# 文書の抜粋
===============
A12 Bionicは、Appleが開発した最新のSoC(System-on-a-Chip)で、iPhoneに搭載されているチップです。

まずは、SoCのしくみと、これまでのiPhoneとは違う、数値的な凄さから見ていきましょう。

A12 BionicはiPhoneの脳のようなもの

A12 Bionicは、例えるならiPhoneの脳にあたる部分です。

私たちの脳にはいろいろな機能がありますよね。脳は言葉の処理をしたり発したりするだけでなく、記憶や感情など「考えること」のほとんどを担っています。

A12 Bionicも同じように、いろいろな指示を処理したり記憶することで、iPhoneを動かしているのです。このような役割をするチップをSoCと言います。

「SoC」とは

A12 BionicはiPhoneを動かすためのチップ(SoC)です。(チップではなく、「半導体」と呼ばれることもあります)
===============
# 提供データ
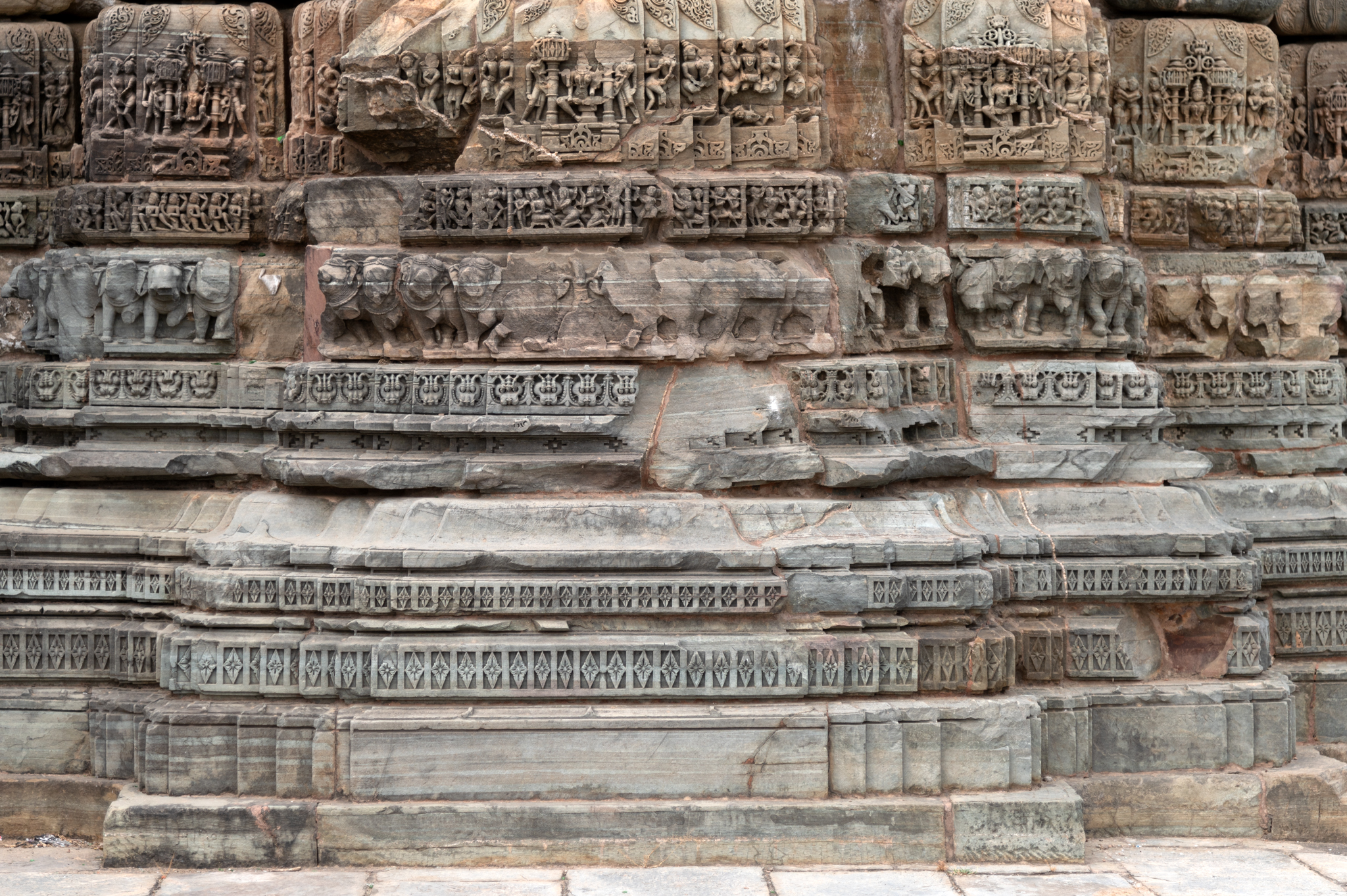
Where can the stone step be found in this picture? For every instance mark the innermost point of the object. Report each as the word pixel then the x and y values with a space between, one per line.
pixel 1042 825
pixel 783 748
===============
# 取り組む作業
上にあるA12 Bionicについての文書の抜粋から、人の脳が担っている働きとして挙げられているものを全部書き出してください。

# 以下に回答
- 言葉の処理
- 言葉を発すること
- 記憶
- 感情